━━━ Source text
Re: Inconsistent Results with ZooKeeper Ensemble and Four SOLR Cloud Nodes

2012-03-18 Thread Matthew Parker
The cluster is running on one machine.

On Sun, Mar 18, 2012 at 2:07 PM, Mark Miller  wrote:

> From every node in your cluster you can hit http://MACHINE1:8084/solr in
> your browser and get a response?
>
> On Mar 18, 2012, at 1:46 PM, Matthew Parker wrote:
>
> > My cloud instance finally tried to sync. It looks like it's having
> connection issues, but I can bring the SOLR instance up in the browser so
> I'm not sure why it cannot connect to it. I got the following condensed log
> output:
> >
> > org.apache.commons.httpclient.HttpMethodDirector executeWithRetry
> > I/O exception (java.net.ConnectException) caught when processing
> request: Connection refused: connect
> >
> > org.apache.commons.httpclient.HttpMethodDirector executeWithRetry
> > I/O exception (java.net.ConnectException) caught when processing
> request: Connection refused: connect
> >
> > org.apache.commons.httpclient.HttpMethodDirector executeWithRetry
> > I/O exception (java.net.ConnectException) caught when processing
> request: Connection refused: connect
> >
> > Retrying request
> >
> > shard update error StdNode:
> http://MACHINE1:8084/solr/:org.apache.solr.client.solrj.SolrServerException:
> http://MACHINE1:8084/solr
> >at
> org.apache.solr.client.solrj.impl.CommonsHttpSolrServer.request(CommonsHttpSolrServer.java:
> 483)
━━━━━━
### Brief 1:
According to the thread, where is the cluster running?
### Brief 2:
Find each line in the entries that contains the word "pale", and copy those lines.
The thread and the entries come from unrelated sources.
━━━ Dataset entries
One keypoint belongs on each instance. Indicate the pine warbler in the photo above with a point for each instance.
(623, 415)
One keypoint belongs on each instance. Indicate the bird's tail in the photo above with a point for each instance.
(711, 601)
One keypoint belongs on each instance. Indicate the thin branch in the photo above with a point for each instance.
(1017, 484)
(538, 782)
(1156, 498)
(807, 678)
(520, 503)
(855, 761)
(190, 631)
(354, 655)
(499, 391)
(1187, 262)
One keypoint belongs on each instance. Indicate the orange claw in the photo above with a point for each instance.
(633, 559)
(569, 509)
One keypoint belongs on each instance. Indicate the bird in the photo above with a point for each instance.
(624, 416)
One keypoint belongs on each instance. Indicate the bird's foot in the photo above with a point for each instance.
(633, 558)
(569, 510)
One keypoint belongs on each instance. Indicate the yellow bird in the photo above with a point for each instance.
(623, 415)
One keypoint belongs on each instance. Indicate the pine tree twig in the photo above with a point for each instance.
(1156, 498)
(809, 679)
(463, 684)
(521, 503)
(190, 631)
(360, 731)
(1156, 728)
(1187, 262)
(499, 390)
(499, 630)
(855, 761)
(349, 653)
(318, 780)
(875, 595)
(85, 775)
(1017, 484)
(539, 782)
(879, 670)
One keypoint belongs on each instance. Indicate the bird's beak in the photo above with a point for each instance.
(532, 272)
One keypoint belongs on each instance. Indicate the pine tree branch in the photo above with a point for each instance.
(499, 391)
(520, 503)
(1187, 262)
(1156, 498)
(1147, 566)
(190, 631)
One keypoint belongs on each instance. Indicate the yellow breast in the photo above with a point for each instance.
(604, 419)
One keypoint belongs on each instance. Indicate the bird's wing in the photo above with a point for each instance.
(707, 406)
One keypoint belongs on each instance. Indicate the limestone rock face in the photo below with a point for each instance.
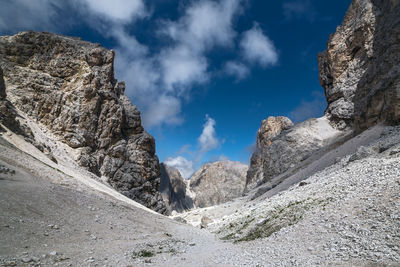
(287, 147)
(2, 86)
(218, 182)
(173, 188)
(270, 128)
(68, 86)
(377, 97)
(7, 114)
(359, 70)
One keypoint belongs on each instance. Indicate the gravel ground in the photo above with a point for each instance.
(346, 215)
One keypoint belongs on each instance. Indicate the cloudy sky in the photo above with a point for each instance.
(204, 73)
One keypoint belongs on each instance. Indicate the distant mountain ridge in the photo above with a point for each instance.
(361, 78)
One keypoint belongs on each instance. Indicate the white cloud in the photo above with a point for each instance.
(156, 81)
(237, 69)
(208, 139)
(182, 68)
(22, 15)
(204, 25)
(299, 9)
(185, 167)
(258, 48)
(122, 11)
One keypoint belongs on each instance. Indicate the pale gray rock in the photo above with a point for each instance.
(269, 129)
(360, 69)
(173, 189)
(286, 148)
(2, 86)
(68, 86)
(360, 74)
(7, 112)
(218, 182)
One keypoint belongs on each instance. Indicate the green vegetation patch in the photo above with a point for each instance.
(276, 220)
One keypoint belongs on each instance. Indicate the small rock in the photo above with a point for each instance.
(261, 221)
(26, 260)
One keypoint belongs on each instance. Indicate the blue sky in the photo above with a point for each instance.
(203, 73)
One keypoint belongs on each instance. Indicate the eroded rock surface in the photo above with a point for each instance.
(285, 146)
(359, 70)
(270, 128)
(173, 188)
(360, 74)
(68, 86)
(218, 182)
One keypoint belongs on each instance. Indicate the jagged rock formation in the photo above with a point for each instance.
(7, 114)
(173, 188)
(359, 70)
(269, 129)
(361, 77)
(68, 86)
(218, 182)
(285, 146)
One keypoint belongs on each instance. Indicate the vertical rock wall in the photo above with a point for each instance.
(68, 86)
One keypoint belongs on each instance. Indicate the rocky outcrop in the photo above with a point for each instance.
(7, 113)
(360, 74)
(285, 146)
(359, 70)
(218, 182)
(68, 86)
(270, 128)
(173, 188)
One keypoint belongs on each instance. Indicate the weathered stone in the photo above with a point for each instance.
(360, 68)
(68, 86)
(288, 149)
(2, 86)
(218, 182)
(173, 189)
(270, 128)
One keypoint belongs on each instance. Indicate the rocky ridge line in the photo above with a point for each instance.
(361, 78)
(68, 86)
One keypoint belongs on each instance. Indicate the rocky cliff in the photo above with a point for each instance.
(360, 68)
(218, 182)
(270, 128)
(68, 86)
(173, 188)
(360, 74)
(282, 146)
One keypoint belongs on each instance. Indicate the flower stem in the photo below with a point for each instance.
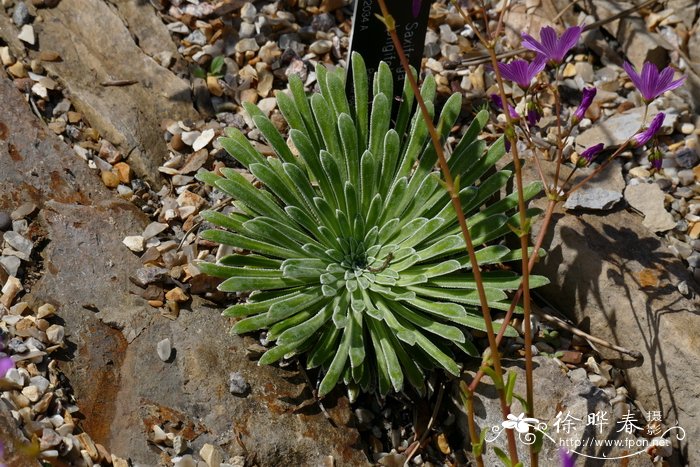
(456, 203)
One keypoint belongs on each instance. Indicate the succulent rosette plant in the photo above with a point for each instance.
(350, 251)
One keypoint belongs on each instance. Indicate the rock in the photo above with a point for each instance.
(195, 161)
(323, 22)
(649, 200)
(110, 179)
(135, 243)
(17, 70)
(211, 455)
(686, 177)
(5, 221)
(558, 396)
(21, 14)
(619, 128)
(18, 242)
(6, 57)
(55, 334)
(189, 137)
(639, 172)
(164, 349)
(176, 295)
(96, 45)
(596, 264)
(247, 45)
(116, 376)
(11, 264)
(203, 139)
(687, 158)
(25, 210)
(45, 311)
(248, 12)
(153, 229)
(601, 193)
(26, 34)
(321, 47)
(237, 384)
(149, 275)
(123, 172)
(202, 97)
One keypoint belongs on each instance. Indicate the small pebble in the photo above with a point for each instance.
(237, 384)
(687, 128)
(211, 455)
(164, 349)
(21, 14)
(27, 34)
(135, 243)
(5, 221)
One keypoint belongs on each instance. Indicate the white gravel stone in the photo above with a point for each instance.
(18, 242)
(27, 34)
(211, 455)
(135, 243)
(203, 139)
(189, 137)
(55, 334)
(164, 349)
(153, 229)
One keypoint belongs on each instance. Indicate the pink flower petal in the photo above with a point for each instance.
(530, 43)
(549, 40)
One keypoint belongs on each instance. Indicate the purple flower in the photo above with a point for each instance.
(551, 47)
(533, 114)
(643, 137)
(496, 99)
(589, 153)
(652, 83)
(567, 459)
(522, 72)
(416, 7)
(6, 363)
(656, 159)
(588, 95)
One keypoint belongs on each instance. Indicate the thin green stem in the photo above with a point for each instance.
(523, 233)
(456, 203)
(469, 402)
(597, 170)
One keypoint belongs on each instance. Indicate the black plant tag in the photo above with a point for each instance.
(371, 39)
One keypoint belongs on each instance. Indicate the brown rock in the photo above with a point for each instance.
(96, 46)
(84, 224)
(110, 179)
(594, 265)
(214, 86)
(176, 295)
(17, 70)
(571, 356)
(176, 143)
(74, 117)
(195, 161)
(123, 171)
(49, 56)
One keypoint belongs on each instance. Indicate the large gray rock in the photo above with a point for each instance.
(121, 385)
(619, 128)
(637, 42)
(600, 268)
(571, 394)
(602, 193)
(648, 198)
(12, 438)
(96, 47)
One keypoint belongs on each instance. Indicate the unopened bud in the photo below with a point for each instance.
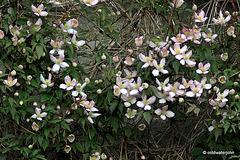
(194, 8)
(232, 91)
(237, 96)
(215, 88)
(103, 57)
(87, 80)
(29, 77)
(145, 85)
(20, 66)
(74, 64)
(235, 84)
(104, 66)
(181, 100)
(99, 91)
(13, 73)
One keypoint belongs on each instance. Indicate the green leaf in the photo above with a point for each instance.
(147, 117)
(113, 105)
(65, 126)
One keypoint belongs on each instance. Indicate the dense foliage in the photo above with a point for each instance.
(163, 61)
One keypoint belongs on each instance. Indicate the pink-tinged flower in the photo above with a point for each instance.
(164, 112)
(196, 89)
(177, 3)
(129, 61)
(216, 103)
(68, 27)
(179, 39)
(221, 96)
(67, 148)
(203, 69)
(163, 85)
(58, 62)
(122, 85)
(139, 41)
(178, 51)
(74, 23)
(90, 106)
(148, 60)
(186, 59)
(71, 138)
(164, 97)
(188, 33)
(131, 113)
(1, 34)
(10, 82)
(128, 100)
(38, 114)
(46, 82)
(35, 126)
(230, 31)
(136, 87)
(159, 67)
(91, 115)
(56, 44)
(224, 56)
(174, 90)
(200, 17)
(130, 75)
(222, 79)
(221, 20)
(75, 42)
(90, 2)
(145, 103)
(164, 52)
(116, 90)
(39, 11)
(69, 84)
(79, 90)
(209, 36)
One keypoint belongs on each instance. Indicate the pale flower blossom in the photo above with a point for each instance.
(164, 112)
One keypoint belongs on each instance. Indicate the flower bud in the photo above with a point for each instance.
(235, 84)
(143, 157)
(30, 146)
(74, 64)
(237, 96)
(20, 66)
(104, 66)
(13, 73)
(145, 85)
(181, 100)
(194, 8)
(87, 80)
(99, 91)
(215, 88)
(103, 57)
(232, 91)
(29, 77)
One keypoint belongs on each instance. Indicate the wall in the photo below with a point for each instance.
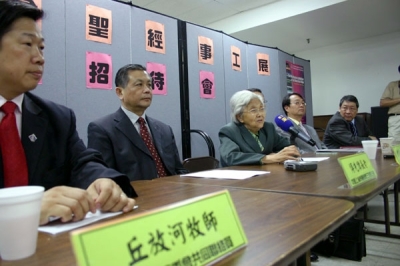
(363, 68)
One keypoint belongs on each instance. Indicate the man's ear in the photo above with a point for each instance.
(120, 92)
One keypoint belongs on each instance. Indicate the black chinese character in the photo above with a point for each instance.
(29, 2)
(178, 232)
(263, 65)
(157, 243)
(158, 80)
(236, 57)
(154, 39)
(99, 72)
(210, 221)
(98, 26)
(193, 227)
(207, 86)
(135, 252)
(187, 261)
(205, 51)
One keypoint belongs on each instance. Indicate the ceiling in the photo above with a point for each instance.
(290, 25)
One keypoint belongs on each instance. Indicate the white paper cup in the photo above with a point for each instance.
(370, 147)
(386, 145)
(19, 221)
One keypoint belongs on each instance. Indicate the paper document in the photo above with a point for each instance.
━━━━━━
### Correct output 1:
On one machine.

### Correct output 2:
One keypoint belongs on each instance. Indicate the pale gray rock in the photo above with a point for each instance.
One keypoint belongs on each instance. Indicate the pale flower blossom in the photo above with a point for each instance.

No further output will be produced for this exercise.